TASK DESCRIPTION ->
Set down the part of the passage on low-dose naltrexone that begins at the words "Some patients apparently" and stops after "begin LDN safely.", reproducing it word for word.

SELECTED EXTRACT ->
####################
I really don't have a position on this drug. Naltrexone is an opioid receptor antagonist used primarily in the management of alcohol dependence and opioid dependence. In low doses, it can apparently boost the immune system (there is a website, http://www.lowdosenaltrexone.org, that describes the benefits of low dose Naltrexone [LDN]). It is also thought to act by restoration of the body's normal production of endorphins, and this is thought to be the major therapeutic action of LDN. Although Naltrexone is an FDA approved drug, LDN has not yet been approved by the FDA.
Some patients apparently benefit from LDN, and there is a list of testimonials. There are, however, some cautionary declarations about LDN:
1. Because LDN blocks opioid receptors throughout the body for three or four hours, people using medicine that is an opioid agonist, i.e. narcotic medication — such as Ultram (tramadol), morphine, Percocet, Duragesic patch or codeine-containing medication — should not take LDN until such medicine is completely out of one's system. Patients who have become dependant on daily use of narcotic-containing pain medication may require 10 days to 2 weeks of slowly weaning off of such drugs entirely (while first substituting full doses of non-narcotic pain medications) before being able to begin LDN safely.
####################
RAW DATA ->

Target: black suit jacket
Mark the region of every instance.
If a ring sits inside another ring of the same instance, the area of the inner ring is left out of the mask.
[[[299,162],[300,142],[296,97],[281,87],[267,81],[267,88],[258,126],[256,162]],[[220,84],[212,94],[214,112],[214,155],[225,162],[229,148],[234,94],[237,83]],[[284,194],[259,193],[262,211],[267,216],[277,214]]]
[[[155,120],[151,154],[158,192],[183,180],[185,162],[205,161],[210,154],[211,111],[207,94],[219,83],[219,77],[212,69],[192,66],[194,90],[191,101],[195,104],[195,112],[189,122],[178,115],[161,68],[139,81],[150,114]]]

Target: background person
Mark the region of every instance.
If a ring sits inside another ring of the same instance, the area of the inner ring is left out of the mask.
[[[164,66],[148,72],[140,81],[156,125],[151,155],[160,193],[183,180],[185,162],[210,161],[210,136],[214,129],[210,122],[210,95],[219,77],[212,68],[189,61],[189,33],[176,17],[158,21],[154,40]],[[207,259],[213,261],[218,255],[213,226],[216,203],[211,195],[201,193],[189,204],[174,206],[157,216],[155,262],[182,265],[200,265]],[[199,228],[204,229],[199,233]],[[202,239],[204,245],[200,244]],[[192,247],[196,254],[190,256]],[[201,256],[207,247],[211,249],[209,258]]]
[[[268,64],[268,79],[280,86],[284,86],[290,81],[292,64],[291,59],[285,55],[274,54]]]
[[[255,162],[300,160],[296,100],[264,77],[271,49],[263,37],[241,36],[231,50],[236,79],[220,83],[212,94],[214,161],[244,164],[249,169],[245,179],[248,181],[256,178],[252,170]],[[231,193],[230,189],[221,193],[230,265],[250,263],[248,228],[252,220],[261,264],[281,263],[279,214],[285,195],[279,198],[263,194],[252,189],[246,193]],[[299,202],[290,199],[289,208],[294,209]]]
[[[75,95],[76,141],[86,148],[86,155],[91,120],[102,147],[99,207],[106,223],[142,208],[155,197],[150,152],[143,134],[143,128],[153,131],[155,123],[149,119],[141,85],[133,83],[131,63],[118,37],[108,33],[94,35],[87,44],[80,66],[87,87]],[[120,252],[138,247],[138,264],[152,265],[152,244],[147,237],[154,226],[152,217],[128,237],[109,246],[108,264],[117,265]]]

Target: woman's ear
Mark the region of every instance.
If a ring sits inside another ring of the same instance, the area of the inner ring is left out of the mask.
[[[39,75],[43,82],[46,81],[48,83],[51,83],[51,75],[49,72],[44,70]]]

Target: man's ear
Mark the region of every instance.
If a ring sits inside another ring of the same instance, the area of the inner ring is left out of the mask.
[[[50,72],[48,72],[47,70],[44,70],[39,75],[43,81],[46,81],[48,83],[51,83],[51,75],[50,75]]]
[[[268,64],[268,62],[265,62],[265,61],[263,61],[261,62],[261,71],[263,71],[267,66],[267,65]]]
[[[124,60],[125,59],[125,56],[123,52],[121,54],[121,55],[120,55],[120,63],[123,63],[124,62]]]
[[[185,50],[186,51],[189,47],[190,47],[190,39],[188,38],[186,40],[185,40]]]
####################
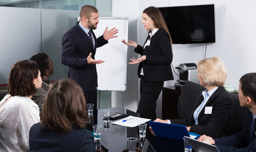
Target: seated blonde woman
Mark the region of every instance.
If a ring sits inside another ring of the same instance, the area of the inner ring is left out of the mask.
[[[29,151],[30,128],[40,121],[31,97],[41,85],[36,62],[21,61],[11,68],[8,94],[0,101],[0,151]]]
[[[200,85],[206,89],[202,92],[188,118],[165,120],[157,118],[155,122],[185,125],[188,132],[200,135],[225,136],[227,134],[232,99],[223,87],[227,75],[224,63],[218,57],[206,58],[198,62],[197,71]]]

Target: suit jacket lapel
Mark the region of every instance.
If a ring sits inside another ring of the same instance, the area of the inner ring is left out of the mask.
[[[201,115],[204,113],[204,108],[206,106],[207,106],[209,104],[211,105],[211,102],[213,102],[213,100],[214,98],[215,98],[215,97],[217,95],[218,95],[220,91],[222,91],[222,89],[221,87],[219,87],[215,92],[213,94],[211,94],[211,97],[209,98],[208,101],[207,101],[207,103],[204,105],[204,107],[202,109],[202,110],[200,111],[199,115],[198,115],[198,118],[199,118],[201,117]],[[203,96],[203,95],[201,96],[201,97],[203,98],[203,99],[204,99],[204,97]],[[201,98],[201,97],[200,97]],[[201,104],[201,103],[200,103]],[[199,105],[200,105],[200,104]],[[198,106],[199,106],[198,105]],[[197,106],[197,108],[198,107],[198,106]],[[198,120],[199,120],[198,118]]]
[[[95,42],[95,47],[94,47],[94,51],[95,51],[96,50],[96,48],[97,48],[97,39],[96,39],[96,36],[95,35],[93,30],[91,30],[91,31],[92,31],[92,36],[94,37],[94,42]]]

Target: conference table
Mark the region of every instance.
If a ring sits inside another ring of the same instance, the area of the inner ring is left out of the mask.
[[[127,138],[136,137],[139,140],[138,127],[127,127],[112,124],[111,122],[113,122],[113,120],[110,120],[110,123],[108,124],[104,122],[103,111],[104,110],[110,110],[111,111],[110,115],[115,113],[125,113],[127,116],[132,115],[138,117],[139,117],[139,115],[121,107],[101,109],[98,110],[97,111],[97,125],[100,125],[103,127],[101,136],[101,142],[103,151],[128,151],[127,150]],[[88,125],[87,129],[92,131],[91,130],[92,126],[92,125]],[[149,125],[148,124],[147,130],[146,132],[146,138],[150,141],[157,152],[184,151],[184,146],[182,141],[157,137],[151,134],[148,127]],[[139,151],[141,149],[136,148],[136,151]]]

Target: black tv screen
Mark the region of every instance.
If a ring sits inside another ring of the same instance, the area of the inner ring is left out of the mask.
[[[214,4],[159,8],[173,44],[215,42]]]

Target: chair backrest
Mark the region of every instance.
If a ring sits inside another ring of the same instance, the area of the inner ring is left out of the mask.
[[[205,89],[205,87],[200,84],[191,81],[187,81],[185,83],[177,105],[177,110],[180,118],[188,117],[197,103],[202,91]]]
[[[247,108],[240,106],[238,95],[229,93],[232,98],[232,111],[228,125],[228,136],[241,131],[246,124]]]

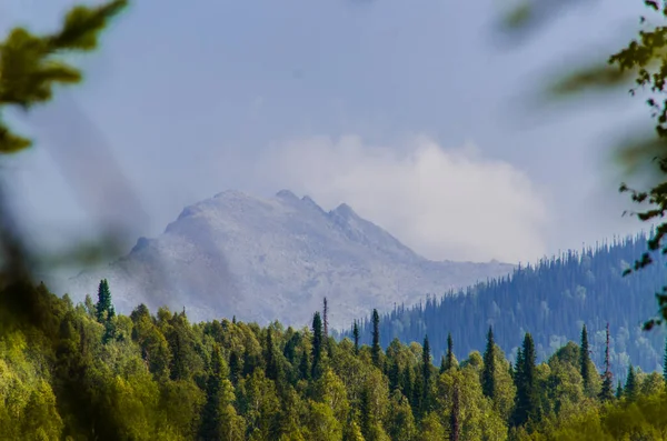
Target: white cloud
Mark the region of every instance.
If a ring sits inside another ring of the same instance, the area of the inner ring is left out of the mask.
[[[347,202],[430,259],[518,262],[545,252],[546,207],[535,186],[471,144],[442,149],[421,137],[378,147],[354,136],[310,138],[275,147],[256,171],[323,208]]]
####################
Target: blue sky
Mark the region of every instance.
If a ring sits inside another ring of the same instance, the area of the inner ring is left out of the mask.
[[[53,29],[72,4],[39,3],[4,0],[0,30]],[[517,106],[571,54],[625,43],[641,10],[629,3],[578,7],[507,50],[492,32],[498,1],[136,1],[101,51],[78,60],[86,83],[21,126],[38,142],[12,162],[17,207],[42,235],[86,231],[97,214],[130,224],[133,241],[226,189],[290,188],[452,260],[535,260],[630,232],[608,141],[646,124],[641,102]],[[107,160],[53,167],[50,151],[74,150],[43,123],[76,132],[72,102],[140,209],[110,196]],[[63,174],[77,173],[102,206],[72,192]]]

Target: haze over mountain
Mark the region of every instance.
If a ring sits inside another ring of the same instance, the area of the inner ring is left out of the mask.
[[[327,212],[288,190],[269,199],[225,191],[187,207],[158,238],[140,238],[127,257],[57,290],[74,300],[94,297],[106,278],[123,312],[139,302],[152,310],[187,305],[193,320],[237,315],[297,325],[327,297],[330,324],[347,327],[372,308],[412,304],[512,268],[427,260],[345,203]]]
####################
ANSWER SECTION ->
Some patients apparently benefit from LDN, and there is a list of testimonials. There are, however, some cautionary declarations about LDN:
1. Because LDN blocks opioid receptors throughout the body for three or four hours, people using medicine that is an opioid agonist, i.e. narcotic medication — such as Ultram (tramadol), morphine, Percocet, Duragesic patch or codeine-containing medication — should not take LDN until such medicine is completely out of one's system. Patients who have become dependant on daily use of narcotic-containing pain medication may require 10 days to 2 weeks of slowly weaning off of such drugs entirely (while first substituting full doses of non-narcotic pain medications) before being able to begin LDN safely.